_TASK STATEMENT_
Copy the lines below exactly. Start at the first and finish with the line containing "Quick check: Given the image above, locate every frosted".

_Phrase grounding data_

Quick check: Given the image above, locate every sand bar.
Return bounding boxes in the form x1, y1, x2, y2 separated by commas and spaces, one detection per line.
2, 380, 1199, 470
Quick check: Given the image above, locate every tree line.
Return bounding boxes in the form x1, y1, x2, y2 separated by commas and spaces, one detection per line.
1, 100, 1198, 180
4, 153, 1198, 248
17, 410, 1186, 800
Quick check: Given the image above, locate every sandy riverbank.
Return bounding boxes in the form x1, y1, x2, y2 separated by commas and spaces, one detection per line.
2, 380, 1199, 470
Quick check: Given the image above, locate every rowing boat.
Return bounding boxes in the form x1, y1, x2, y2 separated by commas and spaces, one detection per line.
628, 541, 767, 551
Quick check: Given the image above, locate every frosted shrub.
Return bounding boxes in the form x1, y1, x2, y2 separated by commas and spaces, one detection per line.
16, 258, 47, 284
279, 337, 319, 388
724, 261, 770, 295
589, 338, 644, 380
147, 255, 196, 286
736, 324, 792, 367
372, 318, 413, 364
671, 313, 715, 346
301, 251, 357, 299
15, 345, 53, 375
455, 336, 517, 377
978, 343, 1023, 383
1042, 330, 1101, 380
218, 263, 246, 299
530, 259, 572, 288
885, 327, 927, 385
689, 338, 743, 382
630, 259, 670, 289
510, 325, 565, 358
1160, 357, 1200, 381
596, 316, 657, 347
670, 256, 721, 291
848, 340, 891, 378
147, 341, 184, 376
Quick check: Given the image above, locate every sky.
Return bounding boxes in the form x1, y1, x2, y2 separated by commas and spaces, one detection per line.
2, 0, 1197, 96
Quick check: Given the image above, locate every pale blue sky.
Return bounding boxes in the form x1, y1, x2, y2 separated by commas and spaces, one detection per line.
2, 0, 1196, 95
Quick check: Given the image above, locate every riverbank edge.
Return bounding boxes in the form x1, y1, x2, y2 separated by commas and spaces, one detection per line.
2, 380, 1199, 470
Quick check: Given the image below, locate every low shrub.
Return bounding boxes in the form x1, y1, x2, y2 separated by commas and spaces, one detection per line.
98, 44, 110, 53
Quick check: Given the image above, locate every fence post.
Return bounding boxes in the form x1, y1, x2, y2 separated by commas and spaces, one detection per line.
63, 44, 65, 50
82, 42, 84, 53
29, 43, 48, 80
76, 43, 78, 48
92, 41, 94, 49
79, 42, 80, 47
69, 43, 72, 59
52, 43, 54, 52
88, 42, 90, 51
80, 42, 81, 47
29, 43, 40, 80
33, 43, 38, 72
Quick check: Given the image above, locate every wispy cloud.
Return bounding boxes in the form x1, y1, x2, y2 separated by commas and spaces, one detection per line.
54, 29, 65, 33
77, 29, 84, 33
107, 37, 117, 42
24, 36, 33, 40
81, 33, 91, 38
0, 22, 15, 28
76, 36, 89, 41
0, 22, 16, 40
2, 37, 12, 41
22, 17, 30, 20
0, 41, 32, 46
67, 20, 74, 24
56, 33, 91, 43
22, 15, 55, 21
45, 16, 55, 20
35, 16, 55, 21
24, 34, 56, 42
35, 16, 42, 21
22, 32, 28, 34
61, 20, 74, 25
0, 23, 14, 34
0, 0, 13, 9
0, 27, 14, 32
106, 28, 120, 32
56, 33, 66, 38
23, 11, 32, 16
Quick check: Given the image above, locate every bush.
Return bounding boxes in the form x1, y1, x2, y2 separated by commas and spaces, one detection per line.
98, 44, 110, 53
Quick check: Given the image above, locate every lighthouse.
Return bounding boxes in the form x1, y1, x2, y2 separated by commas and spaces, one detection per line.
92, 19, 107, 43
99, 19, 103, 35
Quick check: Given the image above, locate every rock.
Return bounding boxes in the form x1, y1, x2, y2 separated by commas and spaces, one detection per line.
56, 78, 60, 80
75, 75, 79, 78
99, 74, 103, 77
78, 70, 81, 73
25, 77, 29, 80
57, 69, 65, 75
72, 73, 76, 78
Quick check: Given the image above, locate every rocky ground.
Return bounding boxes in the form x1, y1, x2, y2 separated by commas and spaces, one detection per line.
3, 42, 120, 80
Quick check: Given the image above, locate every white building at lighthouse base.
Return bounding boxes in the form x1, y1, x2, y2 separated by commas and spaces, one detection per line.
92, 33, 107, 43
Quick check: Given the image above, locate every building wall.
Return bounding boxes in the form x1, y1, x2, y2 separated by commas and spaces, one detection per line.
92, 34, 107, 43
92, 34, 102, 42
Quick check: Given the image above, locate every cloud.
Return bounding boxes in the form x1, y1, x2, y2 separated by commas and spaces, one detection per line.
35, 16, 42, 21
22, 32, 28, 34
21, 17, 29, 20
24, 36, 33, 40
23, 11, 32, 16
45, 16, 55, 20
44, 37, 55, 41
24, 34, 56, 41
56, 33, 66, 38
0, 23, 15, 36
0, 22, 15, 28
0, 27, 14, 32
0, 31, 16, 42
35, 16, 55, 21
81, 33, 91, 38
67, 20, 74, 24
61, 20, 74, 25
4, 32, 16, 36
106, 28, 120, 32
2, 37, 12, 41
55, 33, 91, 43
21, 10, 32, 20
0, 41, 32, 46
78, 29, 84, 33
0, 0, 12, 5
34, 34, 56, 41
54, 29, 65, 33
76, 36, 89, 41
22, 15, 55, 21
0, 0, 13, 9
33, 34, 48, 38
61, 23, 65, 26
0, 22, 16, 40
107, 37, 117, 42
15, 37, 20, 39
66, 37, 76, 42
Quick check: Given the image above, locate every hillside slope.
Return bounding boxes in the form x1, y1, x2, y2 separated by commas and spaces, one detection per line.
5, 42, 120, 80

_SOLUTION TO THIS PROBLEM_
Quick check: Given the image above, locate every sand bar.
Return bounding boxes in the form x1, y1, x2, y2 separated by commas and spaces, one detection per line.
2, 380, 1199, 470
Quick check: Given the image above, locate every tree line.
Return bounding boxes in the form x1, y1, x2, y2 separated by commas and spaces, one detection per line.
1, 100, 1198, 180
4, 153, 1198, 248
17, 410, 1186, 800
Quick check: Given the image above, locate every sandy riverbank.
Return bounding boxes in the form x1, y1, x2, y2 separated by commas and spaces, one detection per line.
2, 380, 1199, 470
Quick check: Given the image above, locate every rowing boat.
Return bounding boxes in the form x1, y1, x2, y2 separated by commas and spaces, one detection per line.
628, 541, 767, 551
Quick check: Given the image above, locate every frosted shrub.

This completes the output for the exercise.